Natural-language object grounding data ->

+ + +

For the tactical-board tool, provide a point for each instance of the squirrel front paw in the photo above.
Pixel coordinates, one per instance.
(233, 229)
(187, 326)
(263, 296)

+ + +

EXERCISE INSTRUCTIONS -> Return all of the data above exactly, leaving out no line.

RESPONSE AREA ->
For the tactical-board tool, provide a point for each instance of the squirrel front paw in the photo above.
Pixel coordinates, one per instance.
(233, 229)
(187, 326)
(263, 296)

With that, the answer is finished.